[Entries taken from a collection]
----

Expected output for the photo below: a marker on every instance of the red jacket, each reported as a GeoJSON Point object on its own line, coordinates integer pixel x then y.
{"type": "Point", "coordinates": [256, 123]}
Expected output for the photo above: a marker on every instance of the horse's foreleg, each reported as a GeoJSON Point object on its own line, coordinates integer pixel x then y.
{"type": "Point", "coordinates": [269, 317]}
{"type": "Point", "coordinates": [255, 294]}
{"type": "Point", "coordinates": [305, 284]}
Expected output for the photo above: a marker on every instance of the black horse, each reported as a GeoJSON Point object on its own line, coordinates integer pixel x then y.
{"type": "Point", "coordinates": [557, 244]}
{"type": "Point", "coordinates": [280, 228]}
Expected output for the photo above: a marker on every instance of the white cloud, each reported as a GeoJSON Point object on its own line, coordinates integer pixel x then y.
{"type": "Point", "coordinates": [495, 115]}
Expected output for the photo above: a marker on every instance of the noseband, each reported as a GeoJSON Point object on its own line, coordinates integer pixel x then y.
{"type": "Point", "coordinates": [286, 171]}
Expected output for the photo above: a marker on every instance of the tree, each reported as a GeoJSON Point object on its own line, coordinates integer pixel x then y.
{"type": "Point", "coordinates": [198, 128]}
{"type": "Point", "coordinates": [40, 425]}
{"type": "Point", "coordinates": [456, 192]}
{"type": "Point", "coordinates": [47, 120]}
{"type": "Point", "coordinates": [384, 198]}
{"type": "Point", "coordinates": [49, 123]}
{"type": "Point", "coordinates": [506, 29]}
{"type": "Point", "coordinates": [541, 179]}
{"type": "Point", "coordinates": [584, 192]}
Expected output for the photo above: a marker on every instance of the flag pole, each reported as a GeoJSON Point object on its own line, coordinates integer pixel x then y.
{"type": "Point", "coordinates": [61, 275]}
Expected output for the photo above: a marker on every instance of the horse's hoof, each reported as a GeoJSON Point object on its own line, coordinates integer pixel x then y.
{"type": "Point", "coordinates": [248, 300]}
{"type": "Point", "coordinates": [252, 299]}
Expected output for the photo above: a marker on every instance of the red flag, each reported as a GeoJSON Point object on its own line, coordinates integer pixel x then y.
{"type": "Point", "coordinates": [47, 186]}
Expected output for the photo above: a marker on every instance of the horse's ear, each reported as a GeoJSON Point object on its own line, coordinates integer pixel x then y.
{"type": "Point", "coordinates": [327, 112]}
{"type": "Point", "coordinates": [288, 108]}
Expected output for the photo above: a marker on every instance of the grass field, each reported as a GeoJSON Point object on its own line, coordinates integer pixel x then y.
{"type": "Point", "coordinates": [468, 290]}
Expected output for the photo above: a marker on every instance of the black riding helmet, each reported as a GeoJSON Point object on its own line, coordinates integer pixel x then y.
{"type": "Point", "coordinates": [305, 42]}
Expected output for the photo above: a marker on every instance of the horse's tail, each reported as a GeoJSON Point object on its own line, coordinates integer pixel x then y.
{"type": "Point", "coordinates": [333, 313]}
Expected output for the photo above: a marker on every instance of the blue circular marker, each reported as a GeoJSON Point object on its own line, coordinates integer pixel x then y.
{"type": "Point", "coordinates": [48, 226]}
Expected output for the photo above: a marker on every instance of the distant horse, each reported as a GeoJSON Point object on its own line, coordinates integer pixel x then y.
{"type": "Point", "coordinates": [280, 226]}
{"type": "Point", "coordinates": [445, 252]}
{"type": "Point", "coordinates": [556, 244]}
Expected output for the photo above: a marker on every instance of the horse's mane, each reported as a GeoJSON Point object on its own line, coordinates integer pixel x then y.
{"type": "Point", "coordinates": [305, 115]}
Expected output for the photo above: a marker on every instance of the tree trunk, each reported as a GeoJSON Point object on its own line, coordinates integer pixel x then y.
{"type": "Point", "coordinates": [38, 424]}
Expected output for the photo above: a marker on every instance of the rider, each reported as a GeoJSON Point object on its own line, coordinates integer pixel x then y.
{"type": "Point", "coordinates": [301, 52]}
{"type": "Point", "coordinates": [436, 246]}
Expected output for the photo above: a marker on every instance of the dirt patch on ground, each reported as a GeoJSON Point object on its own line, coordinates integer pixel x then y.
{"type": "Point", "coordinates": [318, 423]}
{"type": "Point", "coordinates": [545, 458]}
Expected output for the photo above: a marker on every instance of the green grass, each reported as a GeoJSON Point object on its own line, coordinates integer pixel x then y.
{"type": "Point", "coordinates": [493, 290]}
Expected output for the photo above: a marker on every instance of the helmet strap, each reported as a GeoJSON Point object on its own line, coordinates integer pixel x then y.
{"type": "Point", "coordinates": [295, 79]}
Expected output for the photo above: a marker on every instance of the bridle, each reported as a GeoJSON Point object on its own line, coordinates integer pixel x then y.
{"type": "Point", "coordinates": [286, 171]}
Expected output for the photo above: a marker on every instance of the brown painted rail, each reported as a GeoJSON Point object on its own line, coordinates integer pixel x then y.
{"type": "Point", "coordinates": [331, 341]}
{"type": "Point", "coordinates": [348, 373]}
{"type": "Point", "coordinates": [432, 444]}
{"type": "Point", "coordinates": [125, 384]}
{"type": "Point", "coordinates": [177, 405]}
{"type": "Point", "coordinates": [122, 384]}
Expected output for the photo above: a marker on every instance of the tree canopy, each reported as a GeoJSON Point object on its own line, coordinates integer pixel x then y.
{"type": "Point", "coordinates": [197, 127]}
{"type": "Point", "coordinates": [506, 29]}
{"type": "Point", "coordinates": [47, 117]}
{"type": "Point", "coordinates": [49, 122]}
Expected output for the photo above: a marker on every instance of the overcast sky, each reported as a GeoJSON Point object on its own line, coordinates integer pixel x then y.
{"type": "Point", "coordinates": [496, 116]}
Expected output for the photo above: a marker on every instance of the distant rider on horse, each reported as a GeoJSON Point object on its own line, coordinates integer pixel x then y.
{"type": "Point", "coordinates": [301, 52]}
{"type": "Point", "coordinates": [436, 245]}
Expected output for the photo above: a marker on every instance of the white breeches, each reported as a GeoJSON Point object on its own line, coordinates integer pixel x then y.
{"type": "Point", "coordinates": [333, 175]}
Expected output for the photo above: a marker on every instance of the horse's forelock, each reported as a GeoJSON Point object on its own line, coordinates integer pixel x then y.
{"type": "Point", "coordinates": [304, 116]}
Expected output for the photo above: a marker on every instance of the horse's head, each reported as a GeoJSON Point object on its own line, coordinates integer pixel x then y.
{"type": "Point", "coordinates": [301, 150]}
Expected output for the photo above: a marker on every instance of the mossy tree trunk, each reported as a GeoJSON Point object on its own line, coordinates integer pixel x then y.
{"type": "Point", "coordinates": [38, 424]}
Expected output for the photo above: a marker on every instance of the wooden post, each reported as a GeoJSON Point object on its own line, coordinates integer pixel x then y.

----

[Task directions] Reproduce the records above with every character intact.

[Final answer]
Expected output for the photo below: a marker on every instance of the red jacket, each reported as a GeoJSON Point object on its own line, coordinates integer pixel x then y.
{"type": "Point", "coordinates": [256, 123]}
Expected output for the photo above: a marker on every instance of the horse's foreleg, each reported as a GeoJSON Point object on its own line, coordinates integer pixel x then y.
{"type": "Point", "coordinates": [269, 317]}
{"type": "Point", "coordinates": [255, 294]}
{"type": "Point", "coordinates": [305, 284]}
Expected output for the photo above: a marker on every instance of the black horse, each reported as a GeoJSON Point object on its own line, coordinates integer pixel x then y.
{"type": "Point", "coordinates": [557, 244]}
{"type": "Point", "coordinates": [280, 228]}
Expected output for the photo above: a marker on every instance of the white cloud, each reported as a GeoJSON Point object on its own line, coordinates integer pixel x then y.
{"type": "Point", "coordinates": [495, 115]}
Expected output for the photo above: a marker on every instance of the noseband, each reported as a GeoJSON Point object on its own line, coordinates integer pixel x then y.
{"type": "Point", "coordinates": [286, 171]}
Expected output for the photo above: a marker on every instance of the tree, each reported as a GeoJSON Point object on its own line, coordinates integer pixel x then y.
{"type": "Point", "coordinates": [198, 128]}
{"type": "Point", "coordinates": [40, 425]}
{"type": "Point", "coordinates": [456, 192]}
{"type": "Point", "coordinates": [47, 120]}
{"type": "Point", "coordinates": [384, 198]}
{"type": "Point", "coordinates": [49, 123]}
{"type": "Point", "coordinates": [506, 29]}
{"type": "Point", "coordinates": [541, 179]}
{"type": "Point", "coordinates": [584, 192]}
Expected output for the photo above: a marker on every instance of the flag pole, each reported as a GeoJSON Point object on its own line, coordinates integer pixel x then y.
{"type": "Point", "coordinates": [61, 275]}
Expected output for the photo above: a marker on every instance of the horse's hoof, each reported as a GeoJSON Point object on its own line, coordinates integer pixel x then y.
{"type": "Point", "coordinates": [248, 300]}
{"type": "Point", "coordinates": [252, 299]}
Expected output for the photo above: a marker on every instance of the red flag, each reported as a GeoJSON Point object on its own line, coordinates integer pixel x then y.
{"type": "Point", "coordinates": [47, 186]}
Expected output for the photo above: a marker on every instance of the horse's ear, each reported as a GeoJSON Point object on its own line, coordinates integer pixel x then y.
{"type": "Point", "coordinates": [327, 112]}
{"type": "Point", "coordinates": [288, 108]}
Expected output for the photo above: a marker on every instance of the grass field, each reported as a GeoJSON Point object on its own line, coordinates integer pixel x then y.
{"type": "Point", "coordinates": [468, 290]}
Expected output for the photo above: a marker on every instance of the black riding helmet, each reported as a GeoJSON Point object on its own line, coordinates integer pixel x then y.
{"type": "Point", "coordinates": [305, 42]}
Expected output for the photo above: a marker on every instance of the horse's tail, each reported as a GeoJSON Point object on its own line, coordinates integer pixel x then y.
{"type": "Point", "coordinates": [333, 313]}
Expected output for the photo above: a marker on every instance of the blue circular marker, each reported as a GeoJSON Point object on its own line, coordinates integer pixel x then y.
{"type": "Point", "coordinates": [48, 226]}
Expected output for the photo above: a marker on every instance of the distant horse, each reported as a GeoJSON Point object on its own line, coordinates integer pixel x then y.
{"type": "Point", "coordinates": [280, 226]}
{"type": "Point", "coordinates": [445, 252]}
{"type": "Point", "coordinates": [556, 244]}
Expected output for the photo above: a marker on every instance of the horse's mane, each reported as a GeoJSON Point object on its own line, coordinates integer pixel x then y.
{"type": "Point", "coordinates": [305, 115]}
Expected output for the photo above: a marker on every instance of the tree trunk, each reported as a GeoJSON Point object on its own line, coordinates integer pixel x then y.
{"type": "Point", "coordinates": [38, 424]}
Expected output for the photo above: a marker on every instance of the rider, each reported as a GeoJSON Point object on its own line, coordinates integer pixel x then y.
{"type": "Point", "coordinates": [301, 52]}
{"type": "Point", "coordinates": [436, 246]}
Expected output for the photo above: a marker on every instance of the dirt patch on ground, each reported as a GeoJSON Point object on its own line, coordinates integer pixel x then y.
{"type": "Point", "coordinates": [318, 423]}
{"type": "Point", "coordinates": [545, 458]}
Expected output for the photo above: a marker on every instance of the green grass, each reported as a GeoJSON Point object on its own line, coordinates integer pixel x then y.
{"type": "Point", "coordinates": [493, 290]}
Expected output for the photo above: a marker on every instance of the helmet strap, each reported as a GeoJSON Point object on its own line, coordinates integer pixel x then y.
{"type": "Point", "coordinates": [295, 79]}
Expected output for the photo above: a marker on every instance of the bridle, each reported as a GeoJSON Point object on its own line, coordinates integer pixel x then y.
{"type": "Point", "coordinates": [286, 171]}
Expected output for the photo above: a marker on every instance of the brown painted rail, each reported as a GeoJSON Point object on its own line, coordinates integer pixel x then y.
{"type": "Point", "coordinates": [331, 341]}
{"type": "Point", "coordinates": [348, 373]}
{"type": "Point", "coordinates": [432, 444]}
{"type": "Point", "coordinates": [125, 384]}
{"type": "Point", "coordinates": [177, 405]}
{"type": "Point", "coordinates": [122, 384]}
Expected output for the photo above: a marker on every instance of the tree canopy, each reported as a GeoJSON Point object on its own line, coordinates integer pixel x then y.
{"type": "Point", "coordinates": [197, 127]}
{"type": "Point", "coordinates": [506, 29]}
{"type": "Point", "coordinates": [47, 117]}
{"type": "Point", "coordinates": [49, 122]}
Expected output for the photo above: a marker on every instance of the overcast sky, each reported as a GeoJSON Point object on its own line, coordinates integer pixel x then y.
{"type": "Point", "coordinates": [496, 116]}
Expected output for the photo above: a marker on every instance of the distant rider on horse, each reported as a GeoJSON Point object on its own line, coordinates integer pixel x then y.
{"type": "Point", "coordinates": [301, 52]}
{"type": "Point", "coordinates": [436, 245]}
Expected output for the photo above: a marker on every instance of the white breeches, each reported as a GeoJSON Point object on its own line, coordinates integer pixel x then y.
{"type": "Point", "coordinates": [333, 175]}
Expected output for the photo above: a marker on every instance of the horse's forelock, each reported as a GeoJSON Point object on its own line, coordinates integer pixel x then y.
{"type": "Point", "coordinates": [304, 116]}
Expected output for the photo above: a marker on every instance of the horse's head, each reported as a GeoJSON Point object on its own line, coordinates integer pixel x then y.
{"type": "Point", "coordinates": [301, 150]}
Expected output for the photo above: a marker on every instance of the mossy tree trunk, each reported as a GeoJSON Point object on its own line, coordinates integer pixel x then y.
{"type": "Point", "coordinates": [38, 424]}
Expected output for the photo above: a marker on every instance of the wooden post, each reported as a GeoJSON Point object on its own line, coordinates integer pixel x then y.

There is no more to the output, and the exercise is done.